The rocky planets found so far are actually more massive than our own. Dimitar Sasselov, professor of astronomy at Harvard University, coined the term "Super-Earths" to reflect their mass rather than any superior qualities.
But Sasselov says that these planets – which range from about 2 to 10 Earth masses – could be superior to the Earth when it comes to sustaining life.
It is said that 99 percent of all species that ever lived have gone extinct. Earth, it seems, is a tough place to call home. Our planet has gone through Ice Ages and global warming trends, it has been hit by comets and asteroids (leading, in one case, to a mass extinction that felled the mighty dinosaurs), and the amount of oxygen in the atmosphere has risen and fallen over time. Our planet is always in a state of flux, and life must adapt to these changes or die.
The shifting of tectonic plates is another example of Earth's restless nature. Continents bang together, forming mountains, only to be later torn apart. Islands grow from underwater volcanoes, and elements are liberated from rocks when they are melted beneath the crust.
While all this geologic activity makes us literally stand on shaky ground, scientists have come to believe that tectonics is one of the key features of our planet which makes life possible. If not for tectonics, carbon needed by life would stay locked within rocks.
The fear today is that too much carbon dioxide in the atmosphere will lead to global warming. Yet too little carbon dioxide in the atmosphere would make Earth a much colder place, and the photosynthetic plants and algae that rely on CO2 would perish. The demise of these oxygen-producing organisms would leave us all gasping for breath.
According to Sasselov, Earth's mass helps keeps tectonics in action. The more massive a planet, the hotter its interior. Tectonic plates slide on a layer of molten rock beneath the crust called the mantle. Convective currents within the mantle push the plates around. For smaller planets like Mars, the interior is not hot enough to drive tectonics.

## RECORD EXCERPTS

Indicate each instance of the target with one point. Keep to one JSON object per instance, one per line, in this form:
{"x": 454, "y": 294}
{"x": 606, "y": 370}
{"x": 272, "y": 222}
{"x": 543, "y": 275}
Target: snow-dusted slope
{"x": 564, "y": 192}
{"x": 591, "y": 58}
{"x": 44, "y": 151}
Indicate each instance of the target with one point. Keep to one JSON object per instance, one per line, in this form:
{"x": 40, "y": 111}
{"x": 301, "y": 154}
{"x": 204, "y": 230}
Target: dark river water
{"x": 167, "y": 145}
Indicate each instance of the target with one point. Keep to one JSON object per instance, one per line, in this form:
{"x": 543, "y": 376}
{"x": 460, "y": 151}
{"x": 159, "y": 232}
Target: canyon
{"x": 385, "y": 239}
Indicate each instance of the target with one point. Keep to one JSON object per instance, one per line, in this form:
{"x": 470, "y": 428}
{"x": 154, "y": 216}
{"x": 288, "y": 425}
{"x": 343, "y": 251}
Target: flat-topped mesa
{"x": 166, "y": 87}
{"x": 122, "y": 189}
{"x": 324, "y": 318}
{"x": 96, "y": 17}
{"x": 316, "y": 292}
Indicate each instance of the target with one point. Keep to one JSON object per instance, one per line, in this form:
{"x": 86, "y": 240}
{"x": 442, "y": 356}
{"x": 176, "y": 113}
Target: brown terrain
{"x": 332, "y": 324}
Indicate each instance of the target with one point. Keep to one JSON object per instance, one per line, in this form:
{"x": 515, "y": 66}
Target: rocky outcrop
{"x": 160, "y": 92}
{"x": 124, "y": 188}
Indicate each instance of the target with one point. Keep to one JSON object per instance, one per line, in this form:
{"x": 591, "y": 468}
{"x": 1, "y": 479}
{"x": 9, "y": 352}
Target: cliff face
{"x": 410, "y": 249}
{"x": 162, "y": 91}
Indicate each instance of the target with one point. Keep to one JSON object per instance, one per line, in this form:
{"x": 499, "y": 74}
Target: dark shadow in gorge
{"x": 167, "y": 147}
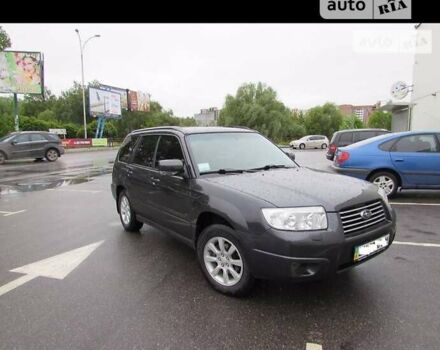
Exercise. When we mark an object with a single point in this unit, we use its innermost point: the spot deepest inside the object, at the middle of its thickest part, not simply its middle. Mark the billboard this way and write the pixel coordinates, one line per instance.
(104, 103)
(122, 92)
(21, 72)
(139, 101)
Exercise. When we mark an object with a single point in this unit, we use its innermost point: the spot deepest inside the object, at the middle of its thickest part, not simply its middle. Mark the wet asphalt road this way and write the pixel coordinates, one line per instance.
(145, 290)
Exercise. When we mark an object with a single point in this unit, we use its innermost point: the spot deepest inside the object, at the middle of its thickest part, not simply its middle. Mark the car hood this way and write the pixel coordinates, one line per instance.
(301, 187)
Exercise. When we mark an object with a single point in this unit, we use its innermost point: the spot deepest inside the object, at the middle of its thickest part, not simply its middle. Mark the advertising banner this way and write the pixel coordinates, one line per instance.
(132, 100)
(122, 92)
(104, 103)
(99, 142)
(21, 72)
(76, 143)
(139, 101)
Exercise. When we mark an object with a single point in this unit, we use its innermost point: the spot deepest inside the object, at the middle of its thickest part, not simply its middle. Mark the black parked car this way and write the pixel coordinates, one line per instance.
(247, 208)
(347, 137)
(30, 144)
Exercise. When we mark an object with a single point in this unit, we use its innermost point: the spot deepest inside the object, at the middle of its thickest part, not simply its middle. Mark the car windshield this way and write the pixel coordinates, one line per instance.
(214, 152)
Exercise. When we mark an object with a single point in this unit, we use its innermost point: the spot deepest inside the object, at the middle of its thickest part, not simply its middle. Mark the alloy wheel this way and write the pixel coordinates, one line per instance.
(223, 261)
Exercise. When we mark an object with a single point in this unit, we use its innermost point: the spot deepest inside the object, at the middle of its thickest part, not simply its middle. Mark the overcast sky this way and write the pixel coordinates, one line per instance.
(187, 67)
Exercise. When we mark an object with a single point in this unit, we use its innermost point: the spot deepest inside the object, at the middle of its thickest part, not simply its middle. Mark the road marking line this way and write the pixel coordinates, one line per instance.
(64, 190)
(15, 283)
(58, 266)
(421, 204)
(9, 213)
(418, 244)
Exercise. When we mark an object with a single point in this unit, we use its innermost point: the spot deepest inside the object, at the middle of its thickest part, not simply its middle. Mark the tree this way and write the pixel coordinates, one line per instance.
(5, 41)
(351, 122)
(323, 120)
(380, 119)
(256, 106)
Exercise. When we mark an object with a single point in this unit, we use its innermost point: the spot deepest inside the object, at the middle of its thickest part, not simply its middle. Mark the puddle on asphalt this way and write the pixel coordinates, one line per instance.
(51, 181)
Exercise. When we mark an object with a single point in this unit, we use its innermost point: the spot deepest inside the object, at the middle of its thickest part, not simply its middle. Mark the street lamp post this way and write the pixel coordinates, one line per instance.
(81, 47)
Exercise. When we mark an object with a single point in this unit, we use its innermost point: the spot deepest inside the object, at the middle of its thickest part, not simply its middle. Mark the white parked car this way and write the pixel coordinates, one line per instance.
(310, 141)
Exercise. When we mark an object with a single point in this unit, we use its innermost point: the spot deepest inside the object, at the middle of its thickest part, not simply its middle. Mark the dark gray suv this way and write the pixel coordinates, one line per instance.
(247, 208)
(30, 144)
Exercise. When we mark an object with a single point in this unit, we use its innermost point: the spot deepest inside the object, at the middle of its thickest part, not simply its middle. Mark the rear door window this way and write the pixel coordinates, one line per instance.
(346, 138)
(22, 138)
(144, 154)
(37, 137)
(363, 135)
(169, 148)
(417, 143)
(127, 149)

==

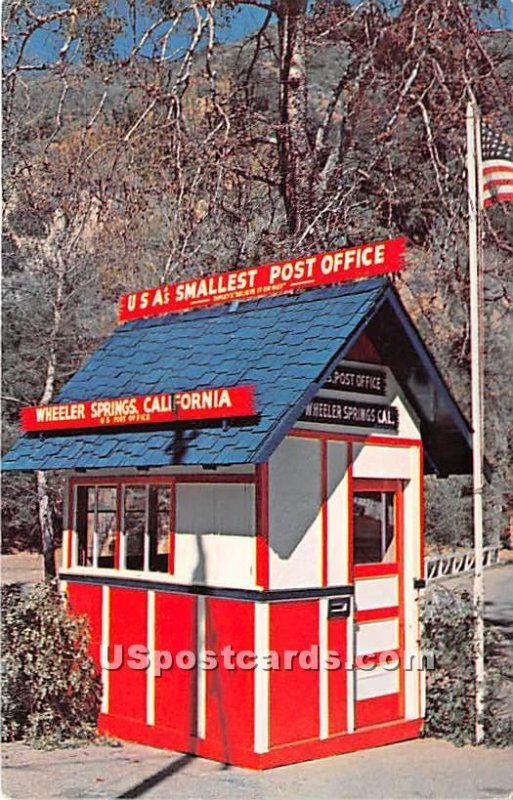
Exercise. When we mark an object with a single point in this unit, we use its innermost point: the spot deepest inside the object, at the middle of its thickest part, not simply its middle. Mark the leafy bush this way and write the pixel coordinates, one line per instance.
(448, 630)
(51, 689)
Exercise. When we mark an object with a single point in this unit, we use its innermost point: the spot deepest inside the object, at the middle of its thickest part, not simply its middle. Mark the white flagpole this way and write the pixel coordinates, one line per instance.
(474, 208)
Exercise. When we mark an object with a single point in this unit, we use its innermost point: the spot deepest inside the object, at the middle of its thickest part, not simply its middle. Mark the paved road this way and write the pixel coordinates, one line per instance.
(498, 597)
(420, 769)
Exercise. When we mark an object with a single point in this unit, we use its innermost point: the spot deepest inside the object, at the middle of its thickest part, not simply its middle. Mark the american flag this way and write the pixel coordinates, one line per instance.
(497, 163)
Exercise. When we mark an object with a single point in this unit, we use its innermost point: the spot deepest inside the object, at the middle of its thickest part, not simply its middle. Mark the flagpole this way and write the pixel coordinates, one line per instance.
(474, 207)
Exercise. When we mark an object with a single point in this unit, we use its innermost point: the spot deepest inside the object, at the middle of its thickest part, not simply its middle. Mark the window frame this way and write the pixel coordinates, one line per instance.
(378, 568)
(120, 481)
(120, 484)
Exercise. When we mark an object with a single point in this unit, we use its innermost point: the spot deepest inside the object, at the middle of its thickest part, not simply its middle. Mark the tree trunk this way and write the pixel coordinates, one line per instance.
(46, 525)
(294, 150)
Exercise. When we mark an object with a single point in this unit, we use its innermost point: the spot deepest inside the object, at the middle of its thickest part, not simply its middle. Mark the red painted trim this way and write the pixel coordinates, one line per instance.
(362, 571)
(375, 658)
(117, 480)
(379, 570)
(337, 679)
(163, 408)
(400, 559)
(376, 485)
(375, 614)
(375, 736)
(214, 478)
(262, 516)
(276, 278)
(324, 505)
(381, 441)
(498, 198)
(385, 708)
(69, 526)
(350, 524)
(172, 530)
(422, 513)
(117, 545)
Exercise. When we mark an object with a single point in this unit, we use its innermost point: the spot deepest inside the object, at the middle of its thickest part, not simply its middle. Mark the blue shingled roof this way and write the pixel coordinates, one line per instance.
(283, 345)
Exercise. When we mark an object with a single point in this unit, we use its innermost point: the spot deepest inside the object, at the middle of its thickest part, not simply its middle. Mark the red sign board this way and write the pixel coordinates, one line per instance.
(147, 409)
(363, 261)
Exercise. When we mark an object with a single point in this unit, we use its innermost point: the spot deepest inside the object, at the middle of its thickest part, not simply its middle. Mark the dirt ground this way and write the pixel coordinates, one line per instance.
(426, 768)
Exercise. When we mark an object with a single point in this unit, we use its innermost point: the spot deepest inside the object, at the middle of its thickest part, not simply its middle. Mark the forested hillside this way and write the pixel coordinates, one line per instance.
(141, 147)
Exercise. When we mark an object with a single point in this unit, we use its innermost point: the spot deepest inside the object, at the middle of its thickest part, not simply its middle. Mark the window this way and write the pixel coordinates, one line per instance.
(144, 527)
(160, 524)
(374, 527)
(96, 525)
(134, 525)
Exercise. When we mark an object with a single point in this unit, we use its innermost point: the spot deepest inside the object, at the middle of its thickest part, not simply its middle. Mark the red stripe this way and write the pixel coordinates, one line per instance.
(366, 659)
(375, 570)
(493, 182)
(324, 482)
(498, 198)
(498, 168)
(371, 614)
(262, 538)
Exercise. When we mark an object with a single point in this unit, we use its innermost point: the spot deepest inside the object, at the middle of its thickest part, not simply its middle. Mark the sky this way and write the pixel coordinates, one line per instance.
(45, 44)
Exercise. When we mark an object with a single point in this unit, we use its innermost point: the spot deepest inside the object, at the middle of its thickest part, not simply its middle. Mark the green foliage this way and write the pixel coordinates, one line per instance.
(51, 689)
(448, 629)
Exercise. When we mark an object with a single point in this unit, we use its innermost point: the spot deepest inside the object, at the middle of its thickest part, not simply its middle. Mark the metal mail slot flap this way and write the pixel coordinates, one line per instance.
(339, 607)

---

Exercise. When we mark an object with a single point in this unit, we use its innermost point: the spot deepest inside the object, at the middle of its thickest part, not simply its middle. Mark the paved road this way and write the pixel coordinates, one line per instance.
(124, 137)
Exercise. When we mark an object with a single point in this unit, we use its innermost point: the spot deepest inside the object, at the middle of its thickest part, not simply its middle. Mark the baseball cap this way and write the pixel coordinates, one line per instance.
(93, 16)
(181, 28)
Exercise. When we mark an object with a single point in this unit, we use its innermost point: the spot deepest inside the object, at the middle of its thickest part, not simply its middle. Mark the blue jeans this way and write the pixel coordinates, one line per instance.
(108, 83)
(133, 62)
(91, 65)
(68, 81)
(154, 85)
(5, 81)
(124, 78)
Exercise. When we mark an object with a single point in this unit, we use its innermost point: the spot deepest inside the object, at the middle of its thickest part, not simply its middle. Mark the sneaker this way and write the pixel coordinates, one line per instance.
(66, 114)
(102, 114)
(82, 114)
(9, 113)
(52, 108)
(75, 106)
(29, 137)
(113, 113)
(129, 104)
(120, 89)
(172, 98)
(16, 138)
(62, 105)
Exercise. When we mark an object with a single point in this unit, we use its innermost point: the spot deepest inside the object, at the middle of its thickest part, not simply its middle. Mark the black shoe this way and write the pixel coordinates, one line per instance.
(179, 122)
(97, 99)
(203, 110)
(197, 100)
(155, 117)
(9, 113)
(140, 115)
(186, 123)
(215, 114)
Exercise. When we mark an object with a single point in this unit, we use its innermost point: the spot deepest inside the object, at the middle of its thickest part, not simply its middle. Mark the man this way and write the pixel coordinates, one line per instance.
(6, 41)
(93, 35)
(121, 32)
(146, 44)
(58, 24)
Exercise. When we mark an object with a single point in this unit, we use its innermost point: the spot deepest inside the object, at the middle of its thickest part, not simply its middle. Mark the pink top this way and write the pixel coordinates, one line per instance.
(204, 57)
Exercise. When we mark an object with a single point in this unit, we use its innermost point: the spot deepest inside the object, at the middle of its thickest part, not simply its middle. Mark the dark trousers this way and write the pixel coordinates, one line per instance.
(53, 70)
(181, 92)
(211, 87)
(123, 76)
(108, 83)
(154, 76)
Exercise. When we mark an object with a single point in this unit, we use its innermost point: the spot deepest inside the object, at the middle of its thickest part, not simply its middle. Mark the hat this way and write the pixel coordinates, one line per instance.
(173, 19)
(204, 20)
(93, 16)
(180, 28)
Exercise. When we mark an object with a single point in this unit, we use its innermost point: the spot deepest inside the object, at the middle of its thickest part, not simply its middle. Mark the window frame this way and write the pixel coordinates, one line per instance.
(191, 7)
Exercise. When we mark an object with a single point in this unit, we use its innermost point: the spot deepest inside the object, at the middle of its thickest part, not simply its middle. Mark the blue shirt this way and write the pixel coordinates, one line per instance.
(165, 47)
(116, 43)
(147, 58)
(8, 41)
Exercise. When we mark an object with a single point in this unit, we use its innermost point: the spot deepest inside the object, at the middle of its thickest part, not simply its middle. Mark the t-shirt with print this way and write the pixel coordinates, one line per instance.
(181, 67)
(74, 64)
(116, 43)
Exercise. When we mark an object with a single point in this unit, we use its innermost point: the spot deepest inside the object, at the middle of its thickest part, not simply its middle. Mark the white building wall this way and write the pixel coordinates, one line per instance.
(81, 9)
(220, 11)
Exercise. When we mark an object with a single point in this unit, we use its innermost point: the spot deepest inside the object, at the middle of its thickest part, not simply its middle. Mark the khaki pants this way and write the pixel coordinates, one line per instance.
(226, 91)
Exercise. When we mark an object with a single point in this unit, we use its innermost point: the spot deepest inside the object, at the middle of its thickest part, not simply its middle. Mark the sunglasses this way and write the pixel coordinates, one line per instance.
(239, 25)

## PROBLEM REQUIREMENTS
Copy the Super-Earths passage in full, word for word.

## WRITTEN ANSWER
The rocky planets found so far are actually more massive than our own. Dimitar Sasselov, professor of astronomy at Harvard University, coined the term "Super-Earths" to reflect their mass rather than any superior qualities.
But Sasselov says that these planets – which range from about 2 to 10 Earth masses – could be superior to the Earth when it comes to sustaining life.
It is said that 99 percent of all species that ever lived have gone extinct. Earth, it seems, is a tough place to call home. Our planet has gone through Ice Ages and global warming trends, it has been hit by comets and asteroids (leading, in one case, to a mass extinction that felled the mighty dinosaurs), and the amount of oxygen in the atmosphere has risen and fallen over time. Our planet is always in a state of flux, and life must adapt to these changes or die.
The shifting of tectonic plates is another example of Earth's restless nature. Continents bang together, forming mountains, only to be later torn apart. Islands grow from underwater volcanoes, and elements are liberated from rocks when they are melted beneath the crust.
While all this geologic activity makes us literally stand on shaky ground, scientists have come to believe that tectonics is one of the key features of our planet which makes life possible. If not for tectonics, carbon needed by life would stay locked within rocks.
The fear today is that too much carbon dioxide in the atmosphere will lead to global warming. Yet too little carbon dioxide in the atmosphere would make Earth a much colder place, and the photosynthetic plants and algae that rely on CO2 would perish. The demise of these oxygen-producing organisms would leave us all gasping for breath.
According to Sasselov, Earth's mass helps keeps tectonics in action. The more massive a planet, the hotter its interior. Tectonic plates slide on a layer of molten rock beneath the crust called the mantle. Convective currents within the mantle push the plates around. For smaller planets like Mars, the interior is not hot enough to drive tectonics.